* START Dataset rows *

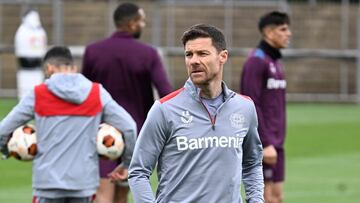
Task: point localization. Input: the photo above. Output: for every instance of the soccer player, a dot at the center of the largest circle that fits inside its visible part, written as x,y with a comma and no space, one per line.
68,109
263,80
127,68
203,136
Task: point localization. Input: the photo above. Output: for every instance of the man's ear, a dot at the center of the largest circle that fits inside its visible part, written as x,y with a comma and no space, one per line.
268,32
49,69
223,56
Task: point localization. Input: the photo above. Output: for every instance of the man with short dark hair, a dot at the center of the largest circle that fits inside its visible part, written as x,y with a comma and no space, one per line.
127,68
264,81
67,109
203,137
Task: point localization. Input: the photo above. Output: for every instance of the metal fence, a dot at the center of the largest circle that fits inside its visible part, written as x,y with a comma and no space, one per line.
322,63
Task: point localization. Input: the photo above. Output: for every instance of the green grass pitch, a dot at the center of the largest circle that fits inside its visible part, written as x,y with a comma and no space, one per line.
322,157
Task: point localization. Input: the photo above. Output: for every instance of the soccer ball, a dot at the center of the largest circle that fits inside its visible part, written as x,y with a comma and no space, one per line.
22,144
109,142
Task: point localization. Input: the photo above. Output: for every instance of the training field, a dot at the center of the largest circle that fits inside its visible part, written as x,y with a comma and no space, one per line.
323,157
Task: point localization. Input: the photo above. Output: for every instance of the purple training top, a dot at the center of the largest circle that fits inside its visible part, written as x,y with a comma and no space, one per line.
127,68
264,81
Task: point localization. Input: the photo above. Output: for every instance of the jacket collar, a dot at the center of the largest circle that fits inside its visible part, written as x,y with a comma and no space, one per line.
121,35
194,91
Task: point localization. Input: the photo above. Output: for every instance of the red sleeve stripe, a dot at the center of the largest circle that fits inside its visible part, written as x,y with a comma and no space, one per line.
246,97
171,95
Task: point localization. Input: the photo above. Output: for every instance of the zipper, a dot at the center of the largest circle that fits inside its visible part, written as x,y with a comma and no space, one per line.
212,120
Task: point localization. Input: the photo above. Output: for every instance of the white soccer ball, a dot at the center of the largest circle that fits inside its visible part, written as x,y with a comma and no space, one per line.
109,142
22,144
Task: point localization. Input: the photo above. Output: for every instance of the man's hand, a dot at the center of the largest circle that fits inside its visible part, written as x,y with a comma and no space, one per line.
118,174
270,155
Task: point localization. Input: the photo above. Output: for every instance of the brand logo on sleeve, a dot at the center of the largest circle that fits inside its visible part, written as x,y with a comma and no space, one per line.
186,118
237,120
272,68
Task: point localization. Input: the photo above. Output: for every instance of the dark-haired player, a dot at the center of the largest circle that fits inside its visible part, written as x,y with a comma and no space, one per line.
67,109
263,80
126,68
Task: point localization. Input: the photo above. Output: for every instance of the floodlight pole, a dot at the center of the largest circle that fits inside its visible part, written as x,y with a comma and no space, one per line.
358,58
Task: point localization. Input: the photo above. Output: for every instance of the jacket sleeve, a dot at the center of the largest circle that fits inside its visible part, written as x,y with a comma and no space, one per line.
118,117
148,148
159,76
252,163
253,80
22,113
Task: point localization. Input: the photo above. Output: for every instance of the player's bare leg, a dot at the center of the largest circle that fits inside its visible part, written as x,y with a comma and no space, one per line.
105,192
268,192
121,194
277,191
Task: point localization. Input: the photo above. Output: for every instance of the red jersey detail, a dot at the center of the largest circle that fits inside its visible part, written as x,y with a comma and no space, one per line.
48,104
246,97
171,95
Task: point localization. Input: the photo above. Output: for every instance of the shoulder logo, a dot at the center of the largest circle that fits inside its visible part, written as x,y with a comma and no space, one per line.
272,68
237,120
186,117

* END Dataset rows *

- Task details:
Copy the data above without changes, from the line containing "jacket sleeve, a" through the end of the data, both ends included.

- Output:
Task: point localization. Input: the photo above. Output: for every instance of the jacket sleeve, a dot at the center of the largest circle that fits inside its visible part, written as x,y with a comma and no space, one per line.
118,117
148,148
159,76
252,163
253,80
22,113
Task: point localization. Input: the photo above. Output: for every instance of the player's bare leg, a dot at the center of the largest circle that fits inside its visible part, written as x,y with a comma and no space, one per line.
105,192
268,192
121,194
277,191
Task: point localization. Input: the photo above. Output: for every instance of the red jersey detail, a dot at the center of the largest circle that fits inside its visible part, written as x,y with a comma and no space, one per line.
48,104
246,97
171,95
Task: point localization. Input: the photo above. Output: for every instance of the shoulder logo, a dot at the center of the largest circle that fits inside its visible part, written as x,y with a comma and no space, one per line.
272,68
237,120
186,117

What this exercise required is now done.